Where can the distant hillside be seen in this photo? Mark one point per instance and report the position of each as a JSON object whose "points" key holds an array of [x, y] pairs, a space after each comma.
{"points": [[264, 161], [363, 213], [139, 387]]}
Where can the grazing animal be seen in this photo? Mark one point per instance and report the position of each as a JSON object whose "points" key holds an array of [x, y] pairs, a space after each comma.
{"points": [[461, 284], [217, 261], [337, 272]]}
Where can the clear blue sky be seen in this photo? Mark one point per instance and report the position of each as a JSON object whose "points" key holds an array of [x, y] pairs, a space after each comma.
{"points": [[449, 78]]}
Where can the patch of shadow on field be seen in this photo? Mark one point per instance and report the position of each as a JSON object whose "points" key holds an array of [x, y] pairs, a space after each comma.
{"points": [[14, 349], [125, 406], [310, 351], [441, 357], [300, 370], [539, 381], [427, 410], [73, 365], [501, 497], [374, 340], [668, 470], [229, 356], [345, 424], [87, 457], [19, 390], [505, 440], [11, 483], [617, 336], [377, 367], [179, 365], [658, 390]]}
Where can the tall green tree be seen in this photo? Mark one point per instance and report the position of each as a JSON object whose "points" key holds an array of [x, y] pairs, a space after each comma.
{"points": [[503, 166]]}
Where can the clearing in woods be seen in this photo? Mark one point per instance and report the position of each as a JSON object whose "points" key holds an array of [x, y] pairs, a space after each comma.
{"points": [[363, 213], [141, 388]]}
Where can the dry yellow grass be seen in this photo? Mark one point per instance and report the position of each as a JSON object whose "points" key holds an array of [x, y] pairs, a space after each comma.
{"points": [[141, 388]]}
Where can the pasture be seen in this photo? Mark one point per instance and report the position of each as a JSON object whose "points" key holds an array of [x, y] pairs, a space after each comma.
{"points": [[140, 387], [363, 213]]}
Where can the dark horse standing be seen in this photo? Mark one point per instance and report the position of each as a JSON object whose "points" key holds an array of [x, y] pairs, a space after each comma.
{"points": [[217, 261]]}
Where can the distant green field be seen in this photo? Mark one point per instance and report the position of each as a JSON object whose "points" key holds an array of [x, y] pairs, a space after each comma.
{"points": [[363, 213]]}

= = = = = = =

◆ Stated goal ◆
Please copy the listing above word for word, with every line in its original order.

◆ Answer to this task ◆
Where can the distant hillside be seen in this photo? Mark one point per instance and report the position of each as a JSON object whose "points" key holds an array of [x, y] pairs, a space after each comma.
{"points": [[264, 161], [363, 213], [139, 387]]}
Where can the grazing animal be seen in this photo? Mark one point per instance and report the position of each as a JSON object whose "points" key holds an array of [x, y] pairs, a space after each comma.
{"points": [[461, 284], [217, 261], [337, 272]]}
Where can the clear blue sky be seen in this photo? Mark one point per instance and report the position of each as a JSON object whose "points" key holds an array of [x, y] pairs, a space after each comma.
{"points": [[449, 78]]}
Where can the patch of shadow on field be seen in this photo? Mark one point per instance and report the position of each as a JSON object whose "points" key holds an array of [x, y] pairs, a space after each comma.
{"points": [[14, 349], [125, 406], [310, 351], [441, 357], [300, 370], [539, 381], [427, 410], [73, 365], [501, 497], [374, 340], [668, 470], [229, 356], [345, 424], [87, 457], [19, 390], [505, 440], [11, 483], [617, 336], [377, 367], [179, 365], [658, 390]]}
Where can the tall green tree be seen in this photo? Mark one point per instance and report the position of each as a JSON object whose "points" key holds an array of [x, y] pairs, a space after each comma.
{"points": [[503, 166]]}
Where can the clearing in woods be seen in this photo? Mark one point per instance and report the position of each as a JSON object whose "points" key holds an array of [x, y] pairs, a space after each comma.
{"points": [[363, 213], [141, 388]]}
Where can the dry yellow grass be seen in this photo? Mark one point per instance and report the position of each as a JSON object whose "points" key holds an array of [x, y] pairs, a space after each comma.
{"points": [[141, 388]]}
Where can the pasture be seen in this photo? Mark one point per instance and report the position of each as a JSON object whose "points" key holds an array of [x, y] pairs, a space after each comma.
{"points": [[140, 387], [363, 213]]}
Where can the dark horse standing be seen in this photo? Mark one point per instance and report the position of each as a JSON object whose "points" key holds an array of [x, y] pairs, a space after each comma.
{"points": [[217, 261]]}
Where can the distant green field be seen in this photo? Mark one point per instance and report the position of each as a JSON object whose "points" key holds an array of [x, y] pairs, a space after each comma.
{"points": [[363, 213]]}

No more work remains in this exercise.